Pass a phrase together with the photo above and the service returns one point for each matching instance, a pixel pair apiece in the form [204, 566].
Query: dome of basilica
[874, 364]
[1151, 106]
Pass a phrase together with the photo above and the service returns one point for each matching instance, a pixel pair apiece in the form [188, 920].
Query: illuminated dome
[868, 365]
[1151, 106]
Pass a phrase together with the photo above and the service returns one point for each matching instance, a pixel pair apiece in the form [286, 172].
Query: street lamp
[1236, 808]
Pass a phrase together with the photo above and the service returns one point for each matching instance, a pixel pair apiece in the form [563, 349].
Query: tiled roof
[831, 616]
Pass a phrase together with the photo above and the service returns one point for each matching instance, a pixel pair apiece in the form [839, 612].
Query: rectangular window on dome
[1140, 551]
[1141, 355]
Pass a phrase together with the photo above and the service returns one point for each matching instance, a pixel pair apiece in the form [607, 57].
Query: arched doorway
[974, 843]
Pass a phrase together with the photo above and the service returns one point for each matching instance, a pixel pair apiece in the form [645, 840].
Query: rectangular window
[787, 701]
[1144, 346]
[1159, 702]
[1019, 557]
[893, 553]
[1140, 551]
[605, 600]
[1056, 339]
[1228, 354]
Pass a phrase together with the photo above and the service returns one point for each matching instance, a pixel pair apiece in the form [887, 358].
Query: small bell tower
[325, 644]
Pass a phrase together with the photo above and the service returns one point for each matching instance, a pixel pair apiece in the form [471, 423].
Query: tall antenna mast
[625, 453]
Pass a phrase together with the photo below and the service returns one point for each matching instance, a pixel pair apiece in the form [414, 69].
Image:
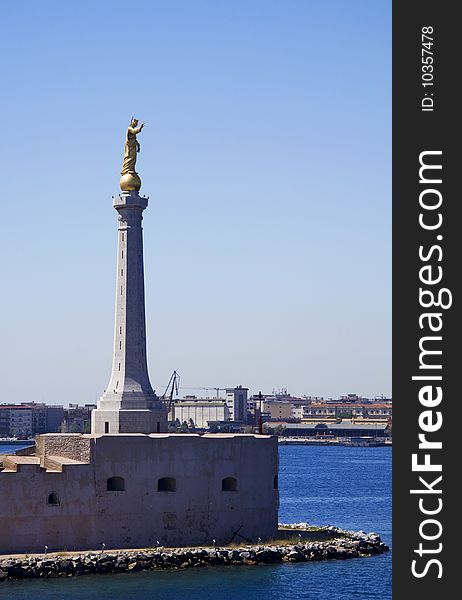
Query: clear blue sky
[266, 157]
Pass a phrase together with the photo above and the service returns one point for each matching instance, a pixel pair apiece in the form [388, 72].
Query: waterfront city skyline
[267, 164]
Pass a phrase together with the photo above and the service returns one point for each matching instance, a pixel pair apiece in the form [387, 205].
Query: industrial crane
[170, 390]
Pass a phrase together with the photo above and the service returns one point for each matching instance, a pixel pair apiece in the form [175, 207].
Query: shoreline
[296, 543]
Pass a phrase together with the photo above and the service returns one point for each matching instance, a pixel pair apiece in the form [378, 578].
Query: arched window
[229, 484]
[53, 499]
[115, 484]
[166, 484]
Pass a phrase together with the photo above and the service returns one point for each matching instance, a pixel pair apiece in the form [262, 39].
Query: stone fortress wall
[135, 490]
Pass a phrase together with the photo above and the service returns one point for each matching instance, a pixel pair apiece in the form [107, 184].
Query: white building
[236, 399]
[200, 411]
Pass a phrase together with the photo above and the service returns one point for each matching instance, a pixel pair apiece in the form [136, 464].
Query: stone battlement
[134, 490]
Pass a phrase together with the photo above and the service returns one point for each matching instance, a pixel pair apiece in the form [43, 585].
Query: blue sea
[348, 487]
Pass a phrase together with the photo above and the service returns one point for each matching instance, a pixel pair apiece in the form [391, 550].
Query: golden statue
[130, 180]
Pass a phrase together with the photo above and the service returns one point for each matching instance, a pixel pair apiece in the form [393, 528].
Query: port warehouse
[343, 429]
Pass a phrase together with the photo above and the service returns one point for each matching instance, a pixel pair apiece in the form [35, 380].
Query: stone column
[129, 404]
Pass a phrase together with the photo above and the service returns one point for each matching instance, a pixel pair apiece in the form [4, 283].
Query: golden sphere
[130, 182]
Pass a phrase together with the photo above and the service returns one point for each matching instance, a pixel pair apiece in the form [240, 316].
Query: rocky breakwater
[341, 545]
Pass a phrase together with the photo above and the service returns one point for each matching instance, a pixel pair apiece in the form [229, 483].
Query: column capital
[130, 200]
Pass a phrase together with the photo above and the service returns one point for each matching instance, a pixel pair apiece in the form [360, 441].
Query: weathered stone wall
[68, 445]
[88, 514]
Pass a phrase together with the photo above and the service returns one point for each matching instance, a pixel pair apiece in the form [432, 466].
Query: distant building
[77, 419]
[236, 400]
[200, 411]
[277, 410]
[29, 418]
[345, 428]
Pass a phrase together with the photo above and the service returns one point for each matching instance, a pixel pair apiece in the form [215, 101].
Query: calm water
[349, 487]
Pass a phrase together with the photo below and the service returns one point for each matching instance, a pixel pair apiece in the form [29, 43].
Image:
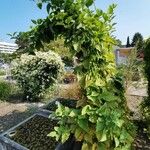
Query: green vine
[100, 120]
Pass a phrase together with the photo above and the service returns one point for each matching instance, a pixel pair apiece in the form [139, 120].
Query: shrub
[146, 103]
[5, 90]
[2, 72]
[101, 119]
[36, 73]
[70, 91]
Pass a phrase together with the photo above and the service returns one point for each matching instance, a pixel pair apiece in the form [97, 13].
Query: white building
[8, 47]
[121, 55]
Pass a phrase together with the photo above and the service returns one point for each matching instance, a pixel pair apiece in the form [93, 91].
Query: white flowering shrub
[36, 73]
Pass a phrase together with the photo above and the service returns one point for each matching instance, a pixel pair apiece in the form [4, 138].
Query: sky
[131, 16]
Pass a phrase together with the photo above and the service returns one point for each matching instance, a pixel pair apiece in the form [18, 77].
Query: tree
[146, 102]
[100, 120]
[138, 42]
[119, 43]
[128, 42]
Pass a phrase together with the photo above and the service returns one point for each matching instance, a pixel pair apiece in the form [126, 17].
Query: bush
[2, 72]
[5, 90]
[146, 103]
[36, 73]
[70, 91]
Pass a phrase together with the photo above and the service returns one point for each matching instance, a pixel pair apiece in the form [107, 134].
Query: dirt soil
[13, 113]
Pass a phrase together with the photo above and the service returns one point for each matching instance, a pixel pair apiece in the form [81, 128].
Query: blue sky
[131, 16]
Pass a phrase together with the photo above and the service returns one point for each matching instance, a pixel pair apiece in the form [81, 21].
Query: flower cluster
[36, 73]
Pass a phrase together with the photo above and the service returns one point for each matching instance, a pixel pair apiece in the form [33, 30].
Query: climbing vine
[100, 120]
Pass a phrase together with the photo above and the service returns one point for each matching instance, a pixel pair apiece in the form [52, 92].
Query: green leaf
[78, 134]
[102, 146]
[104, 137]
[119, 122]
[99, 126]
[65, 137]
[48, 7]
[34, 21]
[85, 146]
[116, 141]
[39, 5]
[83, 123]
[85, 109]
[75, 46]
[52, 134]
[89, 3]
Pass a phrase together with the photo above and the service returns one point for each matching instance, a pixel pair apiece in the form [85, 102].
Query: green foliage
[101, 118]
[58, 47]
[5, 90]
[128, 42]
[36, 73]
[132, 70]
[2, 72]
[5, 58]
[119, 43]
[146, 103]
[138, 42]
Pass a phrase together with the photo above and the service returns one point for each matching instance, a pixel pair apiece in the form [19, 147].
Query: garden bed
[30, 134]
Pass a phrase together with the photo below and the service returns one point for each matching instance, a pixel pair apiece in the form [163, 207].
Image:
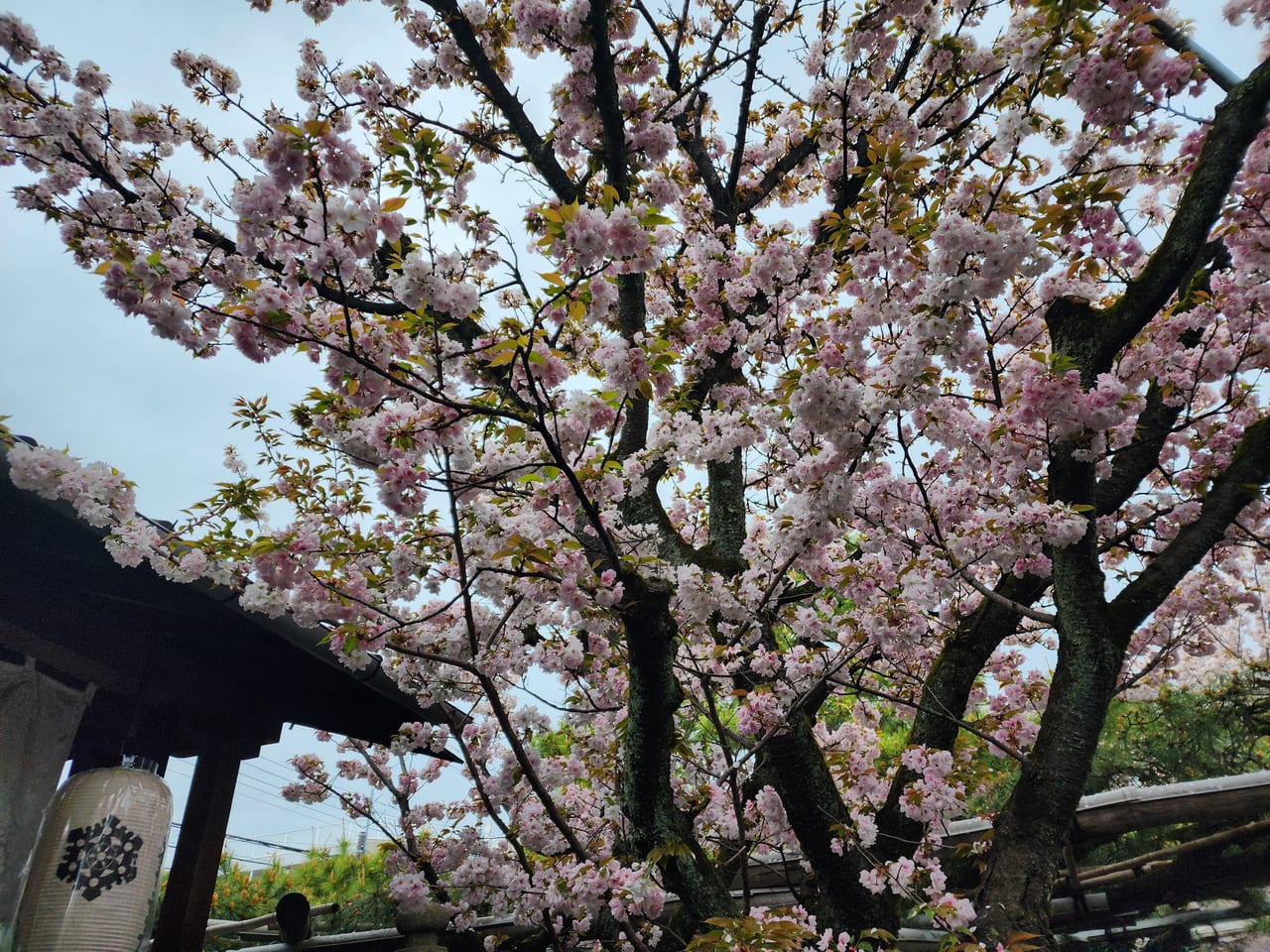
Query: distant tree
[833, 356]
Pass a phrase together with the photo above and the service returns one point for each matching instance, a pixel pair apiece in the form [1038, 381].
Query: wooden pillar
[189, 900]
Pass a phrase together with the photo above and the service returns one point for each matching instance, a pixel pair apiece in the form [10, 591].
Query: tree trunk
[1030, 830]
[648, 800]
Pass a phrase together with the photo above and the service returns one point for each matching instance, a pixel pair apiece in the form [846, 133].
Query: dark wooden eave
[181, 667]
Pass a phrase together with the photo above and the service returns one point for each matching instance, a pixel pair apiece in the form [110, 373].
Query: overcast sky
[77, 373]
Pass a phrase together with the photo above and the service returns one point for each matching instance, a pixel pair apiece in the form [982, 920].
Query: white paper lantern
[93, 880]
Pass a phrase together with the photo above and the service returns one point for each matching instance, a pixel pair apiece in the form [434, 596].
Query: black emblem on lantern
[99, 857]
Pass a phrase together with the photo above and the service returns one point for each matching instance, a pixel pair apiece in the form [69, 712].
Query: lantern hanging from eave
[91, 884]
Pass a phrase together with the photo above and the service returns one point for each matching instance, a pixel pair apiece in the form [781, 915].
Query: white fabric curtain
[39, 719]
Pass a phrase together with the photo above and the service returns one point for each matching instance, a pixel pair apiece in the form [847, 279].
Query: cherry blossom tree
[822, 362]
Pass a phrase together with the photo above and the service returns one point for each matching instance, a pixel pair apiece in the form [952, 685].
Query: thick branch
[1236, 123]
[1234, 489]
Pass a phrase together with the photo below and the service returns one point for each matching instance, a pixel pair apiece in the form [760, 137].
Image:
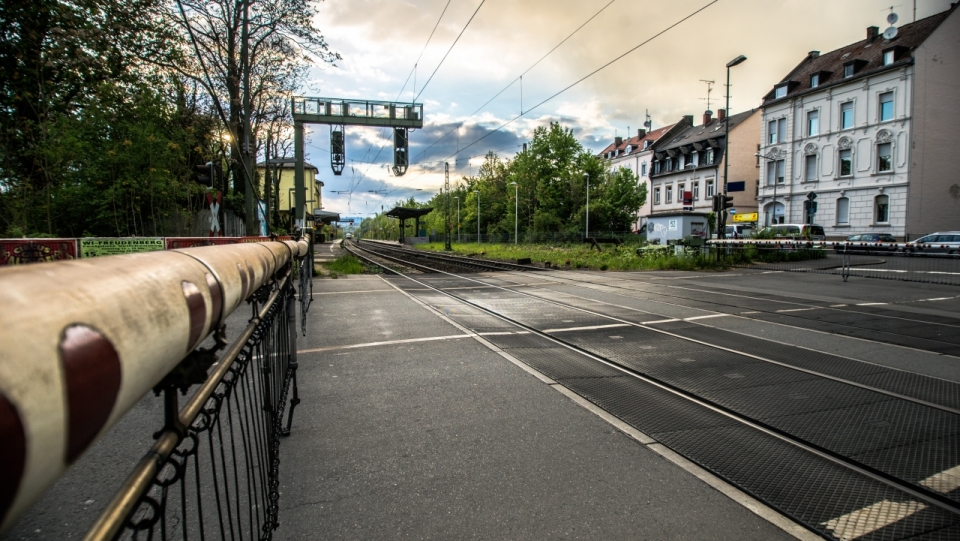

EXERCISE DETAILS:
Copy, without the pictures, exactly the lines from the line with "form [952, 685]." through the end of the material above, both ends included.

RESULT:
Pass a phrase together with the photo above and the service returns one point for each matching instance, a pixel pair apiece in the form [952, 685].
Query: thick branch
[1236, 123]
[1234, 489]
Pass a phrase together with the photo below and the service returns one point for each matching instance, a pixel pair apiece in the form [760, 137].
Image:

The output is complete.